-Groningen- De rooms-katholieke gemeenschap in het noorden van het land, Groningen, Drenthe, Fryslan en de NO-polder is positief over de benoeming van Robert Prevost als de nieuwe Paus. De Amerikaan, die gekozen heeft voor de naam Leo XIV, wordt gezien als een verbinder, dat zegt de apostolisch administrator van het bisdom, pastoor Peter Wellen uit Hoogeveen.
De nieuwe Paus heeft zich in de maanden voor zijn benoeming tot Paus nog bemoeid met het bisdom Groningen-Leeuwarden. “Hij was hoofd van de bisschopsbenoemingen. Als het goed is, heeft hij een rol gespeeld in de voorbereiding voor de nieuwe bisschop voor Groningen-Leeuwarden”, zegt Wellen via lokale media. “Wij hopen dat die benoeming snel komt.”
De noordelijke rooms-katholieke diaspora zit al bijna een jaar zonder bisschop na het vertrek van Cor van den Hout als bisschop naar Roermond. Na het gissen naar wie wordt de nieuwe Paus, kan Noord-Nederland nu de hersenen laten kraken over de vraag: wie wordt de volgende bisschop?
Het bisdom GL (Latijn: Dioecesis Groningensis-Leovardiensis) is een van de zeven bisdommen van de Nederlandse katholieke kerkprovincie en werd heropgericht in 1956. Het omvat de provincies Groningen, Friesland en Drenthe en de Noordoostpolder. Het bisdom draagt zijn huidige dubbele naam sinds 26 november 2005. Tot die datum was het bisdom bekend als bisdom Groningen, zoals het door de meeste mensen nog steeds wordt genoemd. Patroon van het bisdom is Bonifatius.
**********
▶ _Opdracht_
Beantwoord de volgende vragen met behulp van de tekst hierboven over de nieuwe paus en het bisdom Groningen-Leeuwarden.
(a) Welke naam heeft Robert Prevost als paus gekozen?
(b) Naar welk bisdom vertrok Cor van den Hout als bisschop?
(c) Wie is de patroon van het bisdom Groningen-Leeuwarden?
**********
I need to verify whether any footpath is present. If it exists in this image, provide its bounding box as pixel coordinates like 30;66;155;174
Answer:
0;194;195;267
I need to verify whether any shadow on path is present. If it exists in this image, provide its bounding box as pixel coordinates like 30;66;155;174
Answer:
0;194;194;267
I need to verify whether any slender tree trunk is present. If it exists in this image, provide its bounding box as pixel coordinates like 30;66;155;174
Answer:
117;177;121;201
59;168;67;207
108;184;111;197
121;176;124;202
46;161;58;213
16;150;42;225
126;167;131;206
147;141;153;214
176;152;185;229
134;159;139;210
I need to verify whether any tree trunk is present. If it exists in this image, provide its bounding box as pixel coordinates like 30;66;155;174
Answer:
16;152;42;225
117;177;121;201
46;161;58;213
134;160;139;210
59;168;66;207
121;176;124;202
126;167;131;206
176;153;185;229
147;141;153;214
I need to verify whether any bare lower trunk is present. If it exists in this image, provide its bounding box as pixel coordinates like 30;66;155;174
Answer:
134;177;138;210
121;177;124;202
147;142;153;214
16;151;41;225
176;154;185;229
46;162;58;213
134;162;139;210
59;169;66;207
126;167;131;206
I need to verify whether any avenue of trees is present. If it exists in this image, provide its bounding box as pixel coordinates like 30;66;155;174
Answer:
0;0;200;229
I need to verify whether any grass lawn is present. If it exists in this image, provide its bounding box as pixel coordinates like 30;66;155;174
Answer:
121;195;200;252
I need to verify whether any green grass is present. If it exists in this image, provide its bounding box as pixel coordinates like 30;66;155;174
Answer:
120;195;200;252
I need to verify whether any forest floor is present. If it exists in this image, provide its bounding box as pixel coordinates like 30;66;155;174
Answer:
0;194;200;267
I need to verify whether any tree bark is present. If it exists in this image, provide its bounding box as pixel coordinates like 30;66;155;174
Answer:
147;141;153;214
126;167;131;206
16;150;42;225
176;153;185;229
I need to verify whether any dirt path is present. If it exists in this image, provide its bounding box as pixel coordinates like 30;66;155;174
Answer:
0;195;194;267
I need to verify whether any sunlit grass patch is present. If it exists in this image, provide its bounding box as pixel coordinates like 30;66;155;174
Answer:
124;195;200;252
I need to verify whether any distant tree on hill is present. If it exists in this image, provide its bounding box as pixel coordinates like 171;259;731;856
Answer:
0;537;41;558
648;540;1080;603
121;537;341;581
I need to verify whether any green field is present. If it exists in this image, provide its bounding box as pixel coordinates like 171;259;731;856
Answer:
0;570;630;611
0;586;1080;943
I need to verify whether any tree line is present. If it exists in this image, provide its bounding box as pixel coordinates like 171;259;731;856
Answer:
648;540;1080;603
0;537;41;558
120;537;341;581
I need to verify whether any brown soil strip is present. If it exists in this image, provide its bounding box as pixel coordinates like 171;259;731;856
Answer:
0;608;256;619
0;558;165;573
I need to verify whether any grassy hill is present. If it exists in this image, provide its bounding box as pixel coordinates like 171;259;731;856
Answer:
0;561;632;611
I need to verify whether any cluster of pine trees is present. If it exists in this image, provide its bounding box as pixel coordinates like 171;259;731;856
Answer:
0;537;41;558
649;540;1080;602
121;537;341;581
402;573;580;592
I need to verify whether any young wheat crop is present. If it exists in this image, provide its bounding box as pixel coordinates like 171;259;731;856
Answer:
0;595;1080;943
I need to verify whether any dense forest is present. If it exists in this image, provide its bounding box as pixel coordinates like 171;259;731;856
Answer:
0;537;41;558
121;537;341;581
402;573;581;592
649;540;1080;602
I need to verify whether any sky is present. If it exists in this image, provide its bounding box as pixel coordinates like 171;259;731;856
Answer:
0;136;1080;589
**********
▶ _Uitwerking_
(a) Robert Prevost heeft gekozen voor de naam Leo XIV.
(b) Cor van den Hout vertrok als bisschop naar Roermond.
(c) De patroon van het bisdom is Bonifatius.